One more rewind. Before any of this, Alex was a quiet kid bullied at school. His parents were fine until Glattis moved in. After she arrived, the parents went blank—sitting, staring, obeying. Glattis told Alex not to mention her or the “resting.” She’d snap a twig over a bowl of water, ring a bell, and the parents would stab their own faces with forks until she dropped the twig in the bowl. Alex cooked soup and fed them. She said she was sick and the parents were supposed to help but it wasn’t working anymore. She needed something from each of Alex’s classmates. Alex stole the name tags from their cubbies. Glattis spat into a bowl, burned the tags, rang the bell. At 2:17 a.m., the classmates walked out of their homes and filed into Alex’s house.

When police interest rose, Glattis put makeup on the father and told officers he’d had a stroke. She made Alex clean up and unpaper the windows for inspections. She cut the kids’ hair to push them into hiding in the woods, then brought them back and kept feeding them along with the parents. One afternoon Alex came home and saw Paul and James inside the house. Glattis said they were leaving town tomorrow. She laid down salt lines and told Alex not to cross them. The parents stood guard on her door.

Justine and Archer arrived and saw Paul step out and wave, then go back inside. They followed him. Justine broke a salt line without knowing. James attacked Archer. Archer beat him, but James kept getting up like pain didn’t apply. Paul hunted Justine into the kitchen. She hit him with a pan, then cut his cheek with a peeler. He didn’t react except to keep choking her. She got his gun and shot him in the neck. Black fluid came out. He stayed on his feet, so she shot him in the head. He finally went down. She went to the basement and shot James too.

Upstairs, Alex ignored the shouting, crossed Glattis’s salt line on purpose, which released his parents. They chased him. He wove room to room until he reached Glattis’s space, grabbed one of her twigs, smeared his blood on it, and wrapped a hair from Justine’s wig around it. He broke the twig. That flipped the board. The children in the basement woke and swarmed toward Glattis. She ran out, cut through a neighbor’s house; they smashed through glass and followed her over fences. Neighbors watched it happen. A girl knocked Glattis down; the kids piled on and killed her with their hands.

With Glattis dead, the spell broke. Archer stopped trying to kill Justine. Alex’s parents came back to themselves. Justine went upstairs and found Alex hugging them.

Entries from a pointing dataset

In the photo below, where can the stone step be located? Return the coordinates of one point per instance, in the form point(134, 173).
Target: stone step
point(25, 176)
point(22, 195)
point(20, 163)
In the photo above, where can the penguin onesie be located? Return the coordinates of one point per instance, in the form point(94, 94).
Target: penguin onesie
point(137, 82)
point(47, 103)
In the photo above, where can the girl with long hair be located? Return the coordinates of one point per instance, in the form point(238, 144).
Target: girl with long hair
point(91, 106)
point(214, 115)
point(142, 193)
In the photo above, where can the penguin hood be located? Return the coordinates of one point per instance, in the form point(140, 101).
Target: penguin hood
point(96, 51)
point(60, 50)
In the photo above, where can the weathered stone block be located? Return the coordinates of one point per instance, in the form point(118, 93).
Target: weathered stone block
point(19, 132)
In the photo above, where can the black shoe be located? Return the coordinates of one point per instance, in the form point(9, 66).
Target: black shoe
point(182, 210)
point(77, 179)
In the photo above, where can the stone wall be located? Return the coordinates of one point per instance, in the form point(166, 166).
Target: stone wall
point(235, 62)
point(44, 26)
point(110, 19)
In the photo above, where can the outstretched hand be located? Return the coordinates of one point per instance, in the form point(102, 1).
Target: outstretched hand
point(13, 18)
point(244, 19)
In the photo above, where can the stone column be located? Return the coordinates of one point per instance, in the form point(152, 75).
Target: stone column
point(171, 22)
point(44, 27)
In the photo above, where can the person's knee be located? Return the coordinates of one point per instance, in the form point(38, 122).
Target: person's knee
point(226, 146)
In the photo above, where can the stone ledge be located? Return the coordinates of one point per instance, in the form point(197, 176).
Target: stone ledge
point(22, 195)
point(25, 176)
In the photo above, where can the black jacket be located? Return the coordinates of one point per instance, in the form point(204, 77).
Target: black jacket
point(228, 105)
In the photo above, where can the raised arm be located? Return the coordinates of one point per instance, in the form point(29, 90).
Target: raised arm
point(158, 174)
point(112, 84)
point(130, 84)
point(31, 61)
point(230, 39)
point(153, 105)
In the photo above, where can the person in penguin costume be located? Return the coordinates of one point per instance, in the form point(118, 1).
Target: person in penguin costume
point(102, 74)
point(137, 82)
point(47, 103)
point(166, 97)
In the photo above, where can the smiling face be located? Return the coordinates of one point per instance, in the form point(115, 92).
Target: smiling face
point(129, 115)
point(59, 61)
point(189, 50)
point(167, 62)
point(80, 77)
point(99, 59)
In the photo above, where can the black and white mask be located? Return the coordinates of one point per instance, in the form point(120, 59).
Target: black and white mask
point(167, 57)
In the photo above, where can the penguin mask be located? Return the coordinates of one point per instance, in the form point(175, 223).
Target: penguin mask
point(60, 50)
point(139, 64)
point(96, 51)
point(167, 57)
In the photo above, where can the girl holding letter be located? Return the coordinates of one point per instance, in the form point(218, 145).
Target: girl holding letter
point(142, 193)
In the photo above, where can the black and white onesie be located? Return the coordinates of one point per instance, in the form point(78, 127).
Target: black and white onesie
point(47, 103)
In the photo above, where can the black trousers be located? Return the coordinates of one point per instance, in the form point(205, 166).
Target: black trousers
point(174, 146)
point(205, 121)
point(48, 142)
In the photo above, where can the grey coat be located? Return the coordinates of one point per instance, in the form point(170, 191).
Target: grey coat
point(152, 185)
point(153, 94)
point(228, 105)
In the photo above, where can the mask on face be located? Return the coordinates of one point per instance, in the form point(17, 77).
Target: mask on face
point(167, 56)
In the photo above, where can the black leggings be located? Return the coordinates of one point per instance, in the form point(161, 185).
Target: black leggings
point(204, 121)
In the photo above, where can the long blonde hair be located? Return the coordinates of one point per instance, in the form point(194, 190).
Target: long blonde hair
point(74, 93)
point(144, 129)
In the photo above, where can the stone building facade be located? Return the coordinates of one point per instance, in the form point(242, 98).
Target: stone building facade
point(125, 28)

---

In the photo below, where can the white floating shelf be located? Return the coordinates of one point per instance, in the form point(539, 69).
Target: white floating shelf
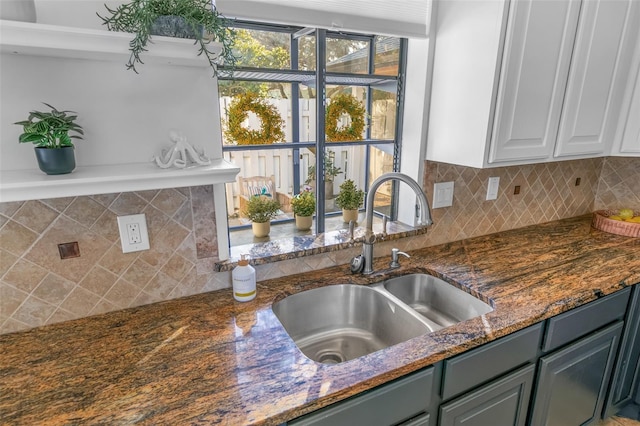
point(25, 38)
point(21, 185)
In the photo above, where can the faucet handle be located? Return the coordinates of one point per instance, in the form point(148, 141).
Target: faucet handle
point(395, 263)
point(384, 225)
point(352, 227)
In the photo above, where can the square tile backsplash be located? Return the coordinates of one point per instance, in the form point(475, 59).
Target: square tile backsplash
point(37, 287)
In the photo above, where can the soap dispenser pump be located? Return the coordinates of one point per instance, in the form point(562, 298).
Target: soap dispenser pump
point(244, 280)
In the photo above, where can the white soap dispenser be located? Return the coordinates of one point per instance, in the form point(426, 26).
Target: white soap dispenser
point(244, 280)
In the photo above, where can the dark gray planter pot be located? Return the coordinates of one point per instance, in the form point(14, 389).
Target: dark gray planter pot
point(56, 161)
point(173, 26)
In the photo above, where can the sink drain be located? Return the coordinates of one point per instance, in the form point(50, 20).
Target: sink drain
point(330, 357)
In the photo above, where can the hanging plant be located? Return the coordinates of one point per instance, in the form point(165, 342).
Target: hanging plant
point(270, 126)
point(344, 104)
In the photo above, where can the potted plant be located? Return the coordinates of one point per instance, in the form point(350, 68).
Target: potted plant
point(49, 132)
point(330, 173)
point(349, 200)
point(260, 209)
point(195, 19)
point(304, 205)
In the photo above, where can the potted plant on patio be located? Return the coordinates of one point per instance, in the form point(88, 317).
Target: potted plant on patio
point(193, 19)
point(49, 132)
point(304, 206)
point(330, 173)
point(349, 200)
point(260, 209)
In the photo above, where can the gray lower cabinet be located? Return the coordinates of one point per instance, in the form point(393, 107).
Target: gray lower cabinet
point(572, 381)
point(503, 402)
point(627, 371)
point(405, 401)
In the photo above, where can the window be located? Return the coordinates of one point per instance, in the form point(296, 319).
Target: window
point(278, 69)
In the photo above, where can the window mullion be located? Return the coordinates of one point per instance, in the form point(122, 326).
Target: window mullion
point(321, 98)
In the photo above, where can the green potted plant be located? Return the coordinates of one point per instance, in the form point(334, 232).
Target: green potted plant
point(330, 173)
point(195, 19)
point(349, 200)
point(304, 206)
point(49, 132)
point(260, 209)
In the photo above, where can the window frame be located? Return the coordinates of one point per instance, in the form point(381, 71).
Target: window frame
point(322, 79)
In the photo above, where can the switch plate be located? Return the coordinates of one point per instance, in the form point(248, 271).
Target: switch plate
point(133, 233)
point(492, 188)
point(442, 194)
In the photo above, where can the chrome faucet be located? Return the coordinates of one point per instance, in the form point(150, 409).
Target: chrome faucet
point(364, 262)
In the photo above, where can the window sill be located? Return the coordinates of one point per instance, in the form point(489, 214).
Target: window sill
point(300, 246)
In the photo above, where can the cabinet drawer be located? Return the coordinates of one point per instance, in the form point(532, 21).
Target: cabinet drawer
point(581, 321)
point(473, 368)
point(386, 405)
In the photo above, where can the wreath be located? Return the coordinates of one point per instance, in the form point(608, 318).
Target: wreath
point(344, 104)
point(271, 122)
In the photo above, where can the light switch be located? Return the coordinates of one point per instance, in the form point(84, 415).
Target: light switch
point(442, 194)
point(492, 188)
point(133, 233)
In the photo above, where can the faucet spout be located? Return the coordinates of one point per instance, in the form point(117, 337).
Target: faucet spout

* * *

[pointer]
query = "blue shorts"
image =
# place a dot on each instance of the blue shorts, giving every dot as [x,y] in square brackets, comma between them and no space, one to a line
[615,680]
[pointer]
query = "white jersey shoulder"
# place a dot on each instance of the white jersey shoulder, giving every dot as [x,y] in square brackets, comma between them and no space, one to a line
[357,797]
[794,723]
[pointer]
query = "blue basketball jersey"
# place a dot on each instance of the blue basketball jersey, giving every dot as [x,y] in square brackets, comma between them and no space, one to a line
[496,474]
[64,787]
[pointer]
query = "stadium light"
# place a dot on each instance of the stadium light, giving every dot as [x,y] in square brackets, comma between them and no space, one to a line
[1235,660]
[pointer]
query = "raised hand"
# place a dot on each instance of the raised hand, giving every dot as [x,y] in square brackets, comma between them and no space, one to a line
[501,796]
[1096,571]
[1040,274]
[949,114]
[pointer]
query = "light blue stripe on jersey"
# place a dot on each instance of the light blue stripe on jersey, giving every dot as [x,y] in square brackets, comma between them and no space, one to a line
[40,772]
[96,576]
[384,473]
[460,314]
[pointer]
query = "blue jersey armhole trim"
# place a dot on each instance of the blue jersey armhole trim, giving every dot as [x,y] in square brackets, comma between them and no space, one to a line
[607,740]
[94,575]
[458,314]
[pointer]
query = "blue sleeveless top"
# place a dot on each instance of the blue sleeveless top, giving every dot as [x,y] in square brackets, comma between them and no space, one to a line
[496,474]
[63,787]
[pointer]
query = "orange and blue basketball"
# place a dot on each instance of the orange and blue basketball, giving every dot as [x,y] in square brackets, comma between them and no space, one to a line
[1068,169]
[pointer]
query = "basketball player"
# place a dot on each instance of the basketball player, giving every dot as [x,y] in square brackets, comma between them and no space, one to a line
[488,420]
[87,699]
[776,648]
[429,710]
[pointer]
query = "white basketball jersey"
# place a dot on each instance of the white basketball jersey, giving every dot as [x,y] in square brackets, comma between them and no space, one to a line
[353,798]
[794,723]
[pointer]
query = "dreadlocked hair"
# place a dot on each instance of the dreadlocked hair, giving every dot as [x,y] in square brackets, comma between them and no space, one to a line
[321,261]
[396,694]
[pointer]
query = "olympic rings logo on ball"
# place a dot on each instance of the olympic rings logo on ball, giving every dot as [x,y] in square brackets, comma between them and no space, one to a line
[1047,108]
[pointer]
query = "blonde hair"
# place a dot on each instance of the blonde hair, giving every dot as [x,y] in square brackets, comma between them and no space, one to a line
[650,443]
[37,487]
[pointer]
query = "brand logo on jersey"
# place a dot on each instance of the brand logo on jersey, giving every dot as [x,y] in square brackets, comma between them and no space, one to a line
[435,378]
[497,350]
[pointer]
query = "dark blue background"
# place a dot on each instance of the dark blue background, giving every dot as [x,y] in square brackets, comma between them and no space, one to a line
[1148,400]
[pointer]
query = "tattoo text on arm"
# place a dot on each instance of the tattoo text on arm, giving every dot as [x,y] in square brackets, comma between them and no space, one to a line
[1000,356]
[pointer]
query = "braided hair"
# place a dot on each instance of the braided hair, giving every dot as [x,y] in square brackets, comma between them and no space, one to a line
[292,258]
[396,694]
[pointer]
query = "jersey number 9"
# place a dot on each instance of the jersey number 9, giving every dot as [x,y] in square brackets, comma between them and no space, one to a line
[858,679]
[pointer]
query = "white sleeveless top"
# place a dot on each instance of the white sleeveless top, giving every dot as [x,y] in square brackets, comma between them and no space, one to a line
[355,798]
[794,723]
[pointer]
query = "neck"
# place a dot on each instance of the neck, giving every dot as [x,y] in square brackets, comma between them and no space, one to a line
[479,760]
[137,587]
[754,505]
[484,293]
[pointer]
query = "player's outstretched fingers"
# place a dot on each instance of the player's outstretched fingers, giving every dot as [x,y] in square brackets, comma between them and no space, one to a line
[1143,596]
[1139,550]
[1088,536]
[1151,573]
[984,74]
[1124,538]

#### [TASK INSTRUCTIONS]
A) Decide whether each statement agrees with the story summary. Answer yes or no and quote the words that settle it: (i) The classmates left their homes at 2:17 a.m. (ii) Justine needed only one shot to bring Paul down. (iii) Alex crossed Glattis's salt line by accident.
B) Please write out the part of the story summary that opens with the words containing "Justine and Archer" and closes with "shot James too.".

#### [PROBLEM SOLUTIONS]
A)
(i) Yes: "At 2:17 a.m., the classmates walked out of their homes and filed into Alex’s house."
(ii) No: "He stayed on his feet, so she shot him in the head."
(iii) No: "crossed Glattis’s salt line on purpose"

B)
Justine and Archer arrived and saw Paul step out and wave, then go back inside. They followed him. Justine broke a salt line without knowing. James attacked Archer. Archer beat him, but James kept getting up like pain didn’t apply. Paul hunted Justine into the kitchen. She hit him with a pan, then cut his cheek with a peeler. He didn’t react except to keep choking her. She got his gun and shot him in the neck. Black fluid came out. He stayed on his feet, so she shot him in the head. He finally went down. She went to the basement and shot James too.